● Vorliegender Text
Vision einer Bildungslandschaft

Text: Karen Kern, Ausgabe Nr. 83

Würden wir in Deutschland eine Umfrage zu „Bildungsorten“ durchführen, würde sicher bei fast allen Befragten als erstes „Schule“ genannt werden, vielleicht gefolgt von „Volkshochschule“ und weiteren ähnlichen Einrichtungen. Andere würden wohl Museen nennen, Bibliotheken, Theater, Konzerthäuser, Burgen u.a. Würden wir eine solche Umfrage unter Freilernern durchführen, käme sicher eine noch größere Fülle an verschiedenen Orten zusammen, denn Freilerner sind meist sehr kreativ darin, Bildungsorte zu entdecken. Nicht nur auf Ferien und Wochenenden beschränkt, gehen viele dieser Familien regelmäßig auf Entdeckungstour für neue Bildungsorte oder genießen schon entdeckte Orte. Dabei werden natürlich auch Orte entdeckt, die viele auf den ersten Blick gar nicht als Bildungsorte ansehen würden. Schauen wir unseren Kindern von Geburt an beim Aufwachsen zu, dann sehen wir, dass jeder Ort ein Bildungsort sein kann: der Fußboden in unserem Wohnzimmer mit all den Sachen, die da auf dem Boden liegen, unser Esstisch und unsere Stühle zum Klettern, die Küche zum Kochen, der Garten, um kleinste Tiere zu beobachten, eine tote Amsel am Straßenrand, die Tochter und Mutter zum Philosophieren über das Thema Tod bringt, …

Aber halt mal, entsteht da nicht eine zu große Beliebigkeit, wenn alles zum Bildungsort werden kann? Ist es nicht sinnvoll, hier eine klare Trennung zu haben? An diesen Orten findet Bildung statt, an jenen nicht! Wer bestimmt das eigentlich?

Gespeicherte Einträge
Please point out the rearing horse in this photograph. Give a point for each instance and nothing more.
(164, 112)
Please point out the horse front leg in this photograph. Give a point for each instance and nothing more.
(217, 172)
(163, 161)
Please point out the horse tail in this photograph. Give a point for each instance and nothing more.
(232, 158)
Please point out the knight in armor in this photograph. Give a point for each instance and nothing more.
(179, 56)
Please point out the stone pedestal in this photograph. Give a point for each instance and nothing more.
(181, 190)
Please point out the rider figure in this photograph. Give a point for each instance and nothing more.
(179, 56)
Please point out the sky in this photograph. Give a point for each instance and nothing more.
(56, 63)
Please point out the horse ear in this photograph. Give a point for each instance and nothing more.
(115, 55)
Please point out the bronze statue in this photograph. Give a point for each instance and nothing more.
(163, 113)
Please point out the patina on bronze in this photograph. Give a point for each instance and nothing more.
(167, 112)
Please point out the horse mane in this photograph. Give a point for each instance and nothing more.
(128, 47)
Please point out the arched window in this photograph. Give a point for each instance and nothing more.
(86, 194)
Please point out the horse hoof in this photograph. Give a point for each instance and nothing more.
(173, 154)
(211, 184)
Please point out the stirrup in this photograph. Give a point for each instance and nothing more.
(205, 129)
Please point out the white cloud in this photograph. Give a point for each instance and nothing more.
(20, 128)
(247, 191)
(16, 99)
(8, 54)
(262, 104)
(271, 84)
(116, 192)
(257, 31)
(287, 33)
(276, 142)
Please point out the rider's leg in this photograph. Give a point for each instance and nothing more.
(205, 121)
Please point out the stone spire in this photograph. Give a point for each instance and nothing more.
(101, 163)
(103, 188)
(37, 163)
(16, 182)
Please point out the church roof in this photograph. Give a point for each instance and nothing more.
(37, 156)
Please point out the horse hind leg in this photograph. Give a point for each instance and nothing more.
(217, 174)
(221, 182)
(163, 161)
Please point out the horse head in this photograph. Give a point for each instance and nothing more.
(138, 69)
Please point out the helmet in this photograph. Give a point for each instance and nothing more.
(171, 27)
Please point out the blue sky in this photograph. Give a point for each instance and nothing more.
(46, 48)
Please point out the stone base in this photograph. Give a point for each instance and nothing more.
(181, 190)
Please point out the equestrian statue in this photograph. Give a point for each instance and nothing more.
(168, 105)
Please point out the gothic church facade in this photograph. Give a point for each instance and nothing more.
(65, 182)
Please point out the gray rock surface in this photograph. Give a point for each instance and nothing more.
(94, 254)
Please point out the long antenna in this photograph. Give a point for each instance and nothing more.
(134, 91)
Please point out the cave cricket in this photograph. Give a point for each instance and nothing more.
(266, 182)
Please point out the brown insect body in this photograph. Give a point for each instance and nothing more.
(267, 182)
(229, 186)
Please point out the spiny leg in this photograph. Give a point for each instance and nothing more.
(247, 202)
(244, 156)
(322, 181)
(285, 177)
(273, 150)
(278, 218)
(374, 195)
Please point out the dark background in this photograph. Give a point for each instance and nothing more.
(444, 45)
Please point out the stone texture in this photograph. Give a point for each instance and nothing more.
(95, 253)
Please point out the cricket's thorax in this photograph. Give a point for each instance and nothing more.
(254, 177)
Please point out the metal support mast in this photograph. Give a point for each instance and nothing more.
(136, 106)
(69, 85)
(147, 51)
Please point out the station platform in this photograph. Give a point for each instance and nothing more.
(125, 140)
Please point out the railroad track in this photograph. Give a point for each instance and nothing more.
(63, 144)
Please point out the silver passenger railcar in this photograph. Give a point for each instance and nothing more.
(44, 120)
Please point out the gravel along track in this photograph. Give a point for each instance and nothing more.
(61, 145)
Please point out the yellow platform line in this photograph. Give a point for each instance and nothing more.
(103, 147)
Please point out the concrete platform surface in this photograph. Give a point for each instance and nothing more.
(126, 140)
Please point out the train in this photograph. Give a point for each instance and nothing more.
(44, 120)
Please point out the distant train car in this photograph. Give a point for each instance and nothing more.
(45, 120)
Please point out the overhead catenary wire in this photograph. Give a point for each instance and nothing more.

● Deine Arbeitsaufträge
**A)** Fasse den Text über Bildungsorte in zwei Sätzen zusammen.
**B)** Schreibe aus dem Text über Bildungsorte wortgetreu ab, beginnend mit „Aber halt mal, entsteht“ und weiter bis einschließlich „bestimmt das eigentlich?“.

● Lösungen im Einzelnen
**A)** Bei einer Umfrage zu Bildungsorten würden in Deutschland wohl zuerst Schulen genannt, während Freilerner, die sehr kreativ im Entdecken solcher Orte sind, vermutlich eine noch größere Fülle zusammentragen würden. Wer Kindern beim Aufwachsen zusieht, erkennt, dass jeder Ort ein Bildungsort sein kann; der Text fragt daraufhin, ob dadurch nicht eine zu große Beliebigkeit entsteht und wer eigentlich bestimmt, wo Bildung stattfindet.

**B)**
Aber halt mal, entsteht da nicht eine zu große Beliebigkeit, wenn alles zum Bildungsort werden kann? Ist es nicht sinnvoll, hier eine klare Trennung zu haben? An diesen Orten findet Bildung statt, an jenen nicht! Wer bestimmt das eigentlich?